:: STATED PROBLEM ::
Output each of the following items again, line for line, with no changes.

[Contour labeling items]
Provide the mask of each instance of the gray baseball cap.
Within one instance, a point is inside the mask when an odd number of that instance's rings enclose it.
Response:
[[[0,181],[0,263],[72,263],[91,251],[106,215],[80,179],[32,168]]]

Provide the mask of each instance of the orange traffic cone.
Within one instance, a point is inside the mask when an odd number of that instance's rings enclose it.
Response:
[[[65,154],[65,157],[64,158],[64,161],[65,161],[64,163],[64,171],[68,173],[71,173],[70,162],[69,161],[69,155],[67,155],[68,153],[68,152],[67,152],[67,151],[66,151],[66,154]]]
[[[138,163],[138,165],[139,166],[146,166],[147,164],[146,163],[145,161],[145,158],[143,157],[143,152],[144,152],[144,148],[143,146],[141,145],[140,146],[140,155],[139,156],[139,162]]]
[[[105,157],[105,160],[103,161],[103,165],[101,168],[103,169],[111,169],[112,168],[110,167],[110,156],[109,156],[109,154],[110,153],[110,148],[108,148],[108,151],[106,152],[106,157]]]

:: RESPONSE FOR THIS EXERCISE ::
Provide the mask of each instance of the gray baseball cap.
Within one instance, a point is inside the mask when an odd number of that instance's rings enclose it.
Response:
[[[0,181],[0,263],[72,263],[91,251],[106,215],[80,179],[32,168]]]

Provide the mask of each instance of the orange traffic cone.
Within one instance, a point is inside the mask when an odd number of that instance's rings enclose it.
Response:
[[[65,154],[65,157],[64,158],[64,161],[65,161],[64,163],[64,171],[68,173],[71,173],[70,162],[69,161],[69,155],[67,155],[68,153],[68,152],[67,152],[67,151],[66,151],[66,154]]]
[[[138,163],[138,165],[139,166],[146,166],[147,164],[146,163],[145,161],[145,158],[143,157],[143,152],[144,152],[144,148],[143,146],[141,145],[140,146],[140,155],[139,156],[139,162]]]
[[[105,157],[105,160],[103,161],[103,165],[101,168],[103,169],[111,169],[112,168],[110,167],[110,156],[109,156],[109,154],[110,153],[110,148],[108,148],[108,151],[106,152],[106,157]]]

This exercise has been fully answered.